**EXCERPTED TEXT**

The empowering cultural message of today is “Be Yourself.”
And to be honest, that’s a pretty positive idea. Don’t try to fit yourself into the mold that everyone else is already in; be authentic and not fake; be uniquely you, in only the way you can be.
And in a world of unrealistically photoshopped models on magazines, pressure to be at the top, and an obsession with all the glitz and glamour of fame and riches, there’s a stark comparison of ideas we’re hearing: “Be the best,” and “Be yourself.”
“Be yourself” is generally much healthier of a message.
But it’s not where we can stop.
See, there are two sides to this issue.
The first? Don’t let anyone tell you who to be, or put pressure on you to be a pseudo-version of yourself.
But the second is toxic – don’t change who you are because only you know who you want to be.

**INFORMATION GIVEN**
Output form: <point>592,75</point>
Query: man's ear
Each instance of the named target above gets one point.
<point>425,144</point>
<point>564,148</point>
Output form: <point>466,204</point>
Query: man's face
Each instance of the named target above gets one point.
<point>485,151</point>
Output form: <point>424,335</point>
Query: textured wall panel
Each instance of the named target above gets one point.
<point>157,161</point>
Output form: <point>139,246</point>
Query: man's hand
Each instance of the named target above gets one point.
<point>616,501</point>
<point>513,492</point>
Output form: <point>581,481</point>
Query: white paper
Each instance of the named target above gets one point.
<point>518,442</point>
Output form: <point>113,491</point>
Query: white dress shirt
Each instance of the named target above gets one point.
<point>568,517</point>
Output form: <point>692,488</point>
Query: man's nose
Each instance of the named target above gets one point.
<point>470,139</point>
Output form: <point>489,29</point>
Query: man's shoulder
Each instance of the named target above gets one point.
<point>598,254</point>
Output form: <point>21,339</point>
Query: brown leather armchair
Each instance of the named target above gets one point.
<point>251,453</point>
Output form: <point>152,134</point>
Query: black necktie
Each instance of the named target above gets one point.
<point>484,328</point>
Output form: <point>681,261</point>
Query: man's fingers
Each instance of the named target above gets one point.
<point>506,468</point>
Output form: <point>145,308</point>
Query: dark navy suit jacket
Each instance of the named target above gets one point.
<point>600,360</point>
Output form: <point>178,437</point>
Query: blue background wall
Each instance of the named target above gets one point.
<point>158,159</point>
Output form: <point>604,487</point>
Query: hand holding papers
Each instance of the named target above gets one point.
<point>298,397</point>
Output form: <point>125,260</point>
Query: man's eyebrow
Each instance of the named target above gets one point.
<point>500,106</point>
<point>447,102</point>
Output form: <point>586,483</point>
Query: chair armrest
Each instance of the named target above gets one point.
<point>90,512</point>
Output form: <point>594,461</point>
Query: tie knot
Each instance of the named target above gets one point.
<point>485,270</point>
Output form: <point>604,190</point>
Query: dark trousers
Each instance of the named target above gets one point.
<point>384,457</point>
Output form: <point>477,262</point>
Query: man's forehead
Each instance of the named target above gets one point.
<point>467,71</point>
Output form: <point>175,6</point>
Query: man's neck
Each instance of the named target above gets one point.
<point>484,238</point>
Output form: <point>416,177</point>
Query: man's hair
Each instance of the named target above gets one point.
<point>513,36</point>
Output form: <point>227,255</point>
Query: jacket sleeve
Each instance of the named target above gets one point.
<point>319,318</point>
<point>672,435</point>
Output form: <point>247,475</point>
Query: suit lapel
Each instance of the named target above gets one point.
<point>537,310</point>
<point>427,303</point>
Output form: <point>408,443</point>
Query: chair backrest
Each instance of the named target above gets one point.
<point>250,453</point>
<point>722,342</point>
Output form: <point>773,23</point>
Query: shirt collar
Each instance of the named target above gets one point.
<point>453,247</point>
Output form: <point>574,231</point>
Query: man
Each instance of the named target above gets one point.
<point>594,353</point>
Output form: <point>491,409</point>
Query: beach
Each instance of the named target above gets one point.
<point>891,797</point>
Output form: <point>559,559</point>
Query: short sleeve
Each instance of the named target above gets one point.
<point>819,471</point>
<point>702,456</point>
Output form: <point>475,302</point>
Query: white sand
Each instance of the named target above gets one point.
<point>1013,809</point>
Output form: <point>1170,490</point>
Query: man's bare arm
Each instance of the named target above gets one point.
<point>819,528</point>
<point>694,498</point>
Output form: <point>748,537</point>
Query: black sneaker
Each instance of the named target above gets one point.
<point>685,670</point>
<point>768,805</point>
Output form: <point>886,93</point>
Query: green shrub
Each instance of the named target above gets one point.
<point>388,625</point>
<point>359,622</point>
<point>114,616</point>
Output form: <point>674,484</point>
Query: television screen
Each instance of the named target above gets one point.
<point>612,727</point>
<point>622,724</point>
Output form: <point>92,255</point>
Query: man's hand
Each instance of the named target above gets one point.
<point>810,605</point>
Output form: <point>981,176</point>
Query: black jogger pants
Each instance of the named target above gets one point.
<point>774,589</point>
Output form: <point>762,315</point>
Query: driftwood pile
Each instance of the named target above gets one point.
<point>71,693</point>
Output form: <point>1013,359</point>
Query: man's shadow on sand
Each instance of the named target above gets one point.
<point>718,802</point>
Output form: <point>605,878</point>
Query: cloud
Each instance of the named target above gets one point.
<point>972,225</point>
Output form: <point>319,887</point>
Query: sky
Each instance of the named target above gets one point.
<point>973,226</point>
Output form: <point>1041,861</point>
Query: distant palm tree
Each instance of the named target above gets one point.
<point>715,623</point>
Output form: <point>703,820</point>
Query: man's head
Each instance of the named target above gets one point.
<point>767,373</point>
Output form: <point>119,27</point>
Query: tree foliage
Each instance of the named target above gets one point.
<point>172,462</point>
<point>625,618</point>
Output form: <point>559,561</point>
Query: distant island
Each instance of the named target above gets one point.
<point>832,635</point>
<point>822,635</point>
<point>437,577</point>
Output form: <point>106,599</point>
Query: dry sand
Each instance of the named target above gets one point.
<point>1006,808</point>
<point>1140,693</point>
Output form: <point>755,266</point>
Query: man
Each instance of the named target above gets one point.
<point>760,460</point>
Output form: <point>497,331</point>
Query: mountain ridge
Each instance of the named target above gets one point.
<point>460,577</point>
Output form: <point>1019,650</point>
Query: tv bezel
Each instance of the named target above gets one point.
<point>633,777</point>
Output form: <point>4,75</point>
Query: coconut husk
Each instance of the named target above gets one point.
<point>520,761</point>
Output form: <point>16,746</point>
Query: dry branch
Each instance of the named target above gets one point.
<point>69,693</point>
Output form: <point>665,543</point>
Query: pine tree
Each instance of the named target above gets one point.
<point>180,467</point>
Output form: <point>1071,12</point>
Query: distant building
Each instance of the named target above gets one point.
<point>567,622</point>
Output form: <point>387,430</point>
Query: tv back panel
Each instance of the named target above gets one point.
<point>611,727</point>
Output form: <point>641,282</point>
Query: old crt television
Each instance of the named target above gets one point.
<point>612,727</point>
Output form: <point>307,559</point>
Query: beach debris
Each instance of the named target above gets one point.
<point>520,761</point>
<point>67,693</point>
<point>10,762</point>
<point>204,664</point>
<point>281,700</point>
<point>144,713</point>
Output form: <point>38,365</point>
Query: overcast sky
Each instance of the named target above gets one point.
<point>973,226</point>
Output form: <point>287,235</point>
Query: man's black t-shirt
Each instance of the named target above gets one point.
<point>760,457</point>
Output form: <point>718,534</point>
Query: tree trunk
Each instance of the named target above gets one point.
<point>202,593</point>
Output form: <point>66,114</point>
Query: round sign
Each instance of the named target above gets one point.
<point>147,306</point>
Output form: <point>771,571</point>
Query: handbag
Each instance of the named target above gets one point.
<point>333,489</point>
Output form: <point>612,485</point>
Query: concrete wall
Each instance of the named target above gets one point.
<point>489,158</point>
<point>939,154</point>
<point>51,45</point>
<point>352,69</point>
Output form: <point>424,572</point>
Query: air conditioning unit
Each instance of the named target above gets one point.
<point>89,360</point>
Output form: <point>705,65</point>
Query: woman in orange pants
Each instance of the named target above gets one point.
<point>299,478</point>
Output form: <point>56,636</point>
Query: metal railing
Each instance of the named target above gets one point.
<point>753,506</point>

**EXERCISE OBJECTIVE**
Continue the piece on the "Be yourself" message from the point where it stops.

**RESPONSE BELOW**
Perhaps the word “toxic” is too harsh, but the point remains. If we think we’re all set with no room for the Holy Spirit to work in our lives, we mislead ourselves.
I know this verse is somewhat out of the context of the passage, but the truth remains:
1 John 1:8
“If we say we have no sin, we deceive ourselves, and the truth is not in us.”
By nature, we’re flawed, sinful humans. By simply embracing our selfish selves, we let sinful thoughts and actions reign over our existence. I’m not saying that we’re not saved, we’re just not going to mature and become more Christlike.
If being yourself means being snarky and self-centered, rude and “liberated” (aka do-whatever-you-want-without-limits), then no, you shouldn’t be yourself.
By gratifying the natural desires of the flesh, we decide that we know better. We make the decision to reject the Holy Spirit’s power in our lives and instead, indulge in attitudes and engagements that will end up hurting us later.
So where does that leave us? Is it good, or is it bad to embrace who we are?
It’s great to be yourself. In fact, if doing so helps you to maximize your life to grow in your faith and serve God, then by all means, go for it. We all have different personalities, appearances, passions, and dreams for a reason.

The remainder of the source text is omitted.